Pasaje citado
La lectura y el estudio de los libros, tanto los buenos como los malos, son útiles para desarrollar el aprendizaje, sin embargo, a fin de cuentas todo texto no es más que letra muerta, teoría fría y alejada de lo real. Es por la experiencia que el conocimiento (que es superior a la información) se nos arraiga, ¿y qué mejor forma de experimentar que entregándonos a la observación, meditación y contacto de la naturaleza, que no es más que un libro abierto y pleno de enseñanzas? Si vamos a alcanzar la sabiduría será porque comprendemos las partes y elementos de nuestro entorno, y no porque hayamos pasado horas devorando páginas y páginas.
De las especies de la naturaleza, quizás sean las vegetales las que mejor pueden despertarnos pensamientos filosóficos. Por ejemplo, pensemos en las flores, desde la semilla y hasta el fruto, pasando por la planta o el árbol, hay un sentido y función de cada una de las etapas de su desarrollo que podríamos relacionar con las de nuestra propia vida. Han sido muchos los poetas, místicos, filósofos y demás que han hablado de la infancia, la juventud, la adultez y la vejez en términos de semilla, tronco, fruto y marchitación del ser. La analogía entre el ser humano y las flores es pertinente, sin embargo, la duda que está suspensa en el aire y lo que ocurre después de la muerte, pues mientras que de las plantas podemos atestiguar su florecimiento después del ciclo de las estaciones, no podemos afirmar lo mismo de nosotros.

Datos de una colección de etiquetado
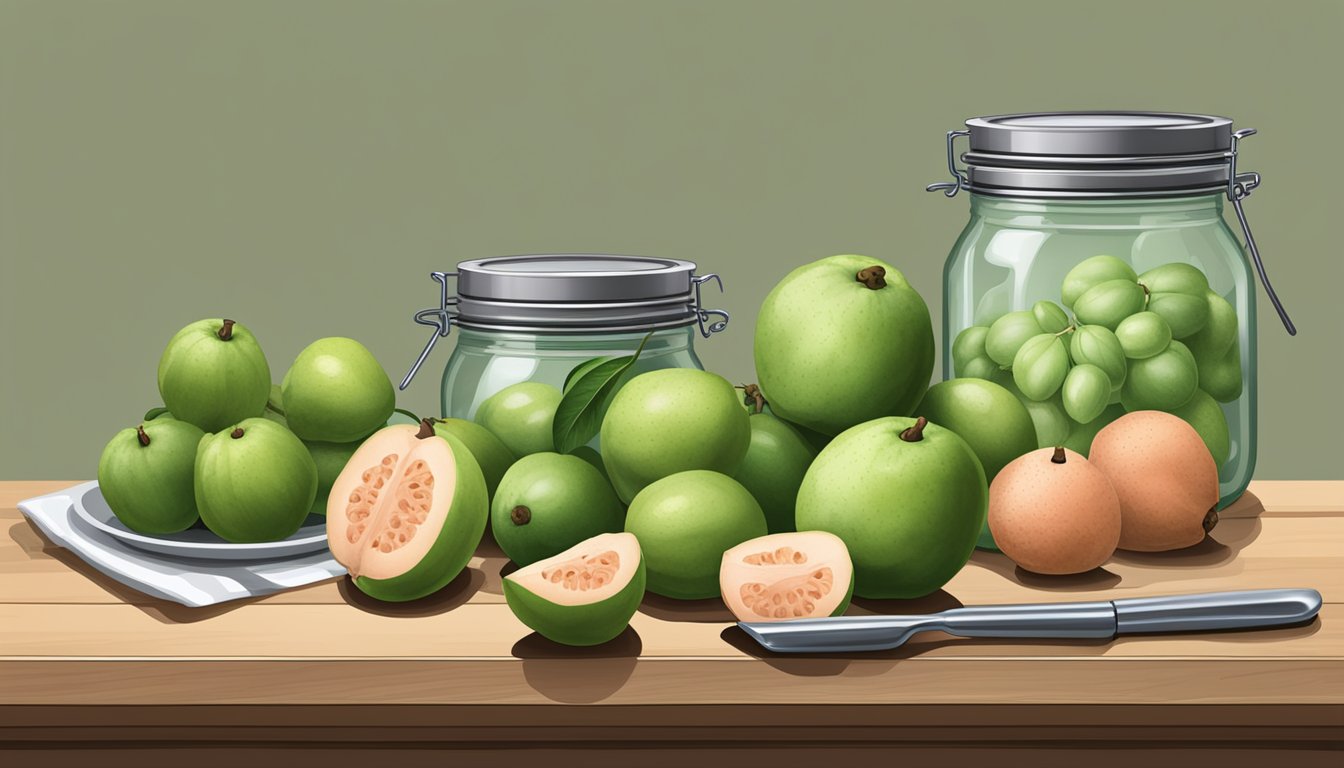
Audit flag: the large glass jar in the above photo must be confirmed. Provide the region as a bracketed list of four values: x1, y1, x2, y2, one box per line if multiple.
[402, 254, 728, 418]
[930, 113, 1296, 506]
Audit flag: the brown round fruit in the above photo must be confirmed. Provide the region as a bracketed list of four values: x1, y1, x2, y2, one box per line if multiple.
[1089, 410, 1218, 551]
[989, 448, 1121, 574]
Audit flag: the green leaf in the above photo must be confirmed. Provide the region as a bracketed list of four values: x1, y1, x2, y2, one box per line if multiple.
[560, 355, 612, 391]
[552, 334, 653, 453]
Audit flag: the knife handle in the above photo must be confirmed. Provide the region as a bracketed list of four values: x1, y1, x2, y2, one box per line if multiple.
[1111, 589, 1321, 635]
[930, 600, 1116, 638]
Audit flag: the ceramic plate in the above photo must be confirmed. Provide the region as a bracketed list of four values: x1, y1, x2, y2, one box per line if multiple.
[73, 483, 327, 560]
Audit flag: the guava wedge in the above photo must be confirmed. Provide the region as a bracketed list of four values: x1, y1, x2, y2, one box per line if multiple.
[327, 420, 489, 601]
[719, 531, 853, 621]
[504, 533, 645, 646]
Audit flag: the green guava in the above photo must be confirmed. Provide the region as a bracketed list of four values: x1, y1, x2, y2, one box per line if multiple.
[601, 369, 751, 508]
[915, 378, 1036, 550]
[433, 418, 517, 499]
[159, 319, 270, 432]
[732, 410, 817, 534]
[625, 469, 767, 600]
[474, 382, 560, 459]
[797, 417, 989, 599]
[755, 256, 934, 434]
[98, 416, 206, 534]
[327, 420, 489, 601]
[504, 533, 646, 646]
[280, 336, 396, 443]
[570, 445, 612, 483]
[195, 417, 317, 543]
[491, 453, 625, 565]
[305, 438, 363, 515]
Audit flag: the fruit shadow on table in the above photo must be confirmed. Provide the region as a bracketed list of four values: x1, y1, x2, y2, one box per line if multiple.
[512, 627, 644, 703]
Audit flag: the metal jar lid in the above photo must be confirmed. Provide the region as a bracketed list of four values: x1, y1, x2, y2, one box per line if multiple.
[401, 253, 728, 389]
[925, 112, 1297, 335]
[933, 112, 1241, 198]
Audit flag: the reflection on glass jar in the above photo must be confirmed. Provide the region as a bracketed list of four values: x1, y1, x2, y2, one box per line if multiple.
[931, 113, 1296, 506]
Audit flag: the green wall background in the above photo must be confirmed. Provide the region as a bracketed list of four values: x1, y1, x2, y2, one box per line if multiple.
[0, 0, 1344, 479]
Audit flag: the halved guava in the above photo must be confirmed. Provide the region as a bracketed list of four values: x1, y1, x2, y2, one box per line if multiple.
[719, 531, 853, 621]
[327, 424, 489, 601]
[504, 533, 645, 646]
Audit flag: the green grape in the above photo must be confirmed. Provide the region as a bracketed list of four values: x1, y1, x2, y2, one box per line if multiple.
[1068, 325, 1129, 390]
[1031, 301, 1068, 334]
[1074, 280, 1144, 331]
[1060, 363, 1110, 424]
[1059, 256, 1138, 309]
[985, 309, 1040, 366]
[952, 325, 989, 371]
[1172, 389, 1232, 467]
[1116, 312, 1172, 360]
[957, 356, 1003, 381]
[1138, 262, 1208, 339]
[1012, 334, 1068, 401]
[1148, 293, 1208, 339]
[1185, 291, 1236, 362]
[1138, 261, 1208, 297]
[1003, 379, 1074, 448]
[1063, 404, 1125, 459]
[1120, 342, 1199, 410]
[1204, 342, 1242, 402]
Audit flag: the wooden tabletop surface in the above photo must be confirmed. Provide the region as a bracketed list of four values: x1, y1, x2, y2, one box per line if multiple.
[0, 482, 1344, 763]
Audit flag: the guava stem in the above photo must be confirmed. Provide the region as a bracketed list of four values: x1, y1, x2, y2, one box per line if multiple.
[853, 265, 887, 291]
[900, 416, 929, 443]
[1204, 504, 1218, 534]
[742, 385, 765, 413]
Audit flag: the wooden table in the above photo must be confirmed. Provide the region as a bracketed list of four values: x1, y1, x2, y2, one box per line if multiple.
[0, 482, 1344, 768]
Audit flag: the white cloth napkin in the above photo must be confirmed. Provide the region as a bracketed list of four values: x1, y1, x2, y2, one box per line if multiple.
[19, 483, 345, 608]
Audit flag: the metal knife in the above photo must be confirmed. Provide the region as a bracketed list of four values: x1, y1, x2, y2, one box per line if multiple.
[738, 589, 1321, 654]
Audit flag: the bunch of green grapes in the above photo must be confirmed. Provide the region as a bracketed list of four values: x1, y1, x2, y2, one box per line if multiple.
[952, 256, 1242, 465]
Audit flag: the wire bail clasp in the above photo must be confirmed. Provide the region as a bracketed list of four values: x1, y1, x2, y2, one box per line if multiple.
[1227, 128, 1297, 336]
[925, 130, 970, 198]
[398, 272, 457, 389]
[691, 272, 730, 339]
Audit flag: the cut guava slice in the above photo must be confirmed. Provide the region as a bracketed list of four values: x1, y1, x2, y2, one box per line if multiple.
[327, 424, 489, 601]
[504, 533, 645, 646]
[719, 531, 853, 621]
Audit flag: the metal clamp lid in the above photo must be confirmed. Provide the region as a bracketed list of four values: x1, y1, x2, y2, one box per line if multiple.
[925, 119, 1297, 336]
[396, 272, 457, 389]
[399, 254, 730, 390]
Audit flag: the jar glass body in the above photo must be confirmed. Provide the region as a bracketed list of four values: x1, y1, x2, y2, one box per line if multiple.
[942, 194, 1255, 506]
[442, 325, 704, 418]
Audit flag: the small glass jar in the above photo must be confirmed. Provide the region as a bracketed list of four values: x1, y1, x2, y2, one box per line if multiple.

Instrucciones y requisitos
Reescribe el fragmento del texto sobre la lectura y la naturaleza que abre con las palabras "La lectura y" y cierra con "páginas y páginas.", sustituyendo "letra muerta" por "papel mojado".

Resultado de la tarea
La lectura y el estudio de los libros, tanto los buenos como los malos, son útiles para desarrollar el aprendizaje, sin embargo, a fin de cuentas todo texto no es más que papel mojado, teoría fría y alejada de lo real. Es por la experiencia que el conocimiento (que es superior a la información) se nos arraiga, ¿y qué mejor forma de experimentar que entregándonos a la observación, meditación y contacto de la naturaleza, que no es más que un libro abierto y pleno de enseñanzas? Si vamos a alcanzar la sabiduría será porque comprendemos las partes y elementos de nuestro entorno, y no porque hayamos pasado horas devorando páginas y páginas.